**Supplied text**
Chris McDaniel: More Government Is Not the Answer

The Associated Press
The Associated Press

I recently saw a great bumper sticker that read: “Official US Government Philosophy: If It Ain’t Broke, Fix It Until It Is.”

It was good for a chuckle about the failures of government. But it is a deadly serious matter for our future because we remain trapped in a dangerous paradox.

Consider the pressure Washington, D.C. has applied: Under the guise of making things better, it becomes involved in certain areas of our lives; the problems then become worse, so the government has to devise another solution to fix the problem that it created in the first place. It results in a neverending cycle of government intervention.

So let’s examine a few striking examples of how the federal government took an issue that was not broken and “fixed it” until it became shattered.

Consider the issue of welfare. Today we are spending an enormous amount of money on anti-poverty programs, in particular with the massive increases put in by Obama. Washington now spends more than $1 trillion a year on 80 different federal programs.

It all began when Lyndon Johnson declared war on poverty in 1964, more than half a century ago.

While most conservatives condemn the Great Society – LBJ’s massive program to combat poverty, illiteracy, and other ills in society – as a colossal failure, the Left defends it as a success. According to the Washington Post, “In 1964, the poverty rate was 19 percent. Ten years later, it was 11.2 percent, and it has not gone above 15.2 percent any year since then.” It then concluded, “Contrary to what you may have heard, the best evidence indicates that the War on Poverty made a real and lasting difference.”

The Post analysis, though, has two major problems:  the authors failed to discuss the price tag of more than $22 trillion, and they did not take into account the increase in population, not to mention that such programs have trapped millions in a lifestyle of poverty, despair, and hopelessness.

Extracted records
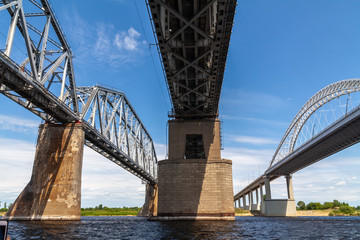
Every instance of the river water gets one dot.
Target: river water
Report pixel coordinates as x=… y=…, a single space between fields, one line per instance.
x=140 y=228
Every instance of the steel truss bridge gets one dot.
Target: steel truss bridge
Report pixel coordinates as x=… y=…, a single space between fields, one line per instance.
x=36 y=71
x=193 y=39
x=328 y=123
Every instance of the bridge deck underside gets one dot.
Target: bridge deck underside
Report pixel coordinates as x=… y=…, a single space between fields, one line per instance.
x=193 y=38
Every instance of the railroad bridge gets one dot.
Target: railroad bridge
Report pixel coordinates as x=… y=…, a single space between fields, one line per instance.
x=193 y=41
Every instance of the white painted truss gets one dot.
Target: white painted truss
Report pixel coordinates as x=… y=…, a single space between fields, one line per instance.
x=36 y=71
x=325 y=108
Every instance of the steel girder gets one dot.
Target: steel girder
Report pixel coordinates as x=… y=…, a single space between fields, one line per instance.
x=36 y=50
x=111 y=123
x=326 y=95
x=36 y=71
x=193 y=39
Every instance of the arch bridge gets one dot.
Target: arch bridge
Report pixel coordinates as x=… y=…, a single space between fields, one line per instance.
x=328 y=123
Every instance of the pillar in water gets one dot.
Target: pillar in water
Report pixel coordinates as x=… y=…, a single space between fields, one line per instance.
x=195 y=183
x=54 y=190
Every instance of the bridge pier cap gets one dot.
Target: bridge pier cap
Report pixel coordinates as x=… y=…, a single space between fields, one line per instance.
x=54 y=190
x=195 y=183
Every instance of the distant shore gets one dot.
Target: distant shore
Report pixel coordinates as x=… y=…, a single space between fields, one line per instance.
x=301 y=213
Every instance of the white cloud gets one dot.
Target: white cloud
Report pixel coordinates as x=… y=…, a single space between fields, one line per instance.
x=128 y=40
x=103 y=43
x=16 y=124
x=258 y=120
x=341 y=183
x=160 y=151
x=252 y=140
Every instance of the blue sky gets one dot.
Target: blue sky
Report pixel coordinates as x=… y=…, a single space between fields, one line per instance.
x=281 y=53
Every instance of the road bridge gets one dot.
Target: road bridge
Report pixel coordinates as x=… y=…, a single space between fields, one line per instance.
x=328 y=123
x=44 y=83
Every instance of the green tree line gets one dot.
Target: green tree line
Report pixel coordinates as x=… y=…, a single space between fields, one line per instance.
x=340 y=208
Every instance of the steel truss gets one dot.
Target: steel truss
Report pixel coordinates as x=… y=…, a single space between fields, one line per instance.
x=36 y=71
x=324 y=97
x=108 y=113
x=193 y=38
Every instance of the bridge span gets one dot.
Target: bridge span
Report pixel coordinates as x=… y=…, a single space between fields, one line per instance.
x=297 y=151
x=193 y=39
x=44 y=84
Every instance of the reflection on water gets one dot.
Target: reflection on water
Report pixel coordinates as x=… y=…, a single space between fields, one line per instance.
x=140 y=228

**Using the information**
[1] List every poverty-rate percentage that the commentary on government intervention quotes from the Washington Post.
[2] Restate as a bulleted list the paragraph of the commentary on government intervention that begins "The Post analysis, though," keeping its main points.
[3] Copy the passage of the commentary on government intervention starting at "Chris McDaniel: More" and ending at "of government intervention.".

**Answer list**
[1]
- 19 percent
- 11.2 percent
- 15.2 percent

[2]
- The authors did not discuss the price tag of more than $22 trillion.
- They did not account for the increase in population.
- Such programs have trapped millions in a lifestyle of poverty, despair, and hopelessness.

[3]
Chris McDaniel: More Government Is Not the Answer

The Associated Press
The Associated Press

I recently saw a great bumper sticker that read: “Official US Government Philosophy: If It Ain’t Broke, Fix It Until It Is.”

It was good for a chuckle about the failures of government. But it is a deadly serious matter for our future because we remain trapped in a dangerous paradox.

Consider the pressure Washington, D.C. has applied: Under the guise of making things better, it becomes involved in certain areas of our lives; the problems then become worse, so the government has to devise another solution to fix the problem that it created in the first place. It results in a neverending cycle of government intervention.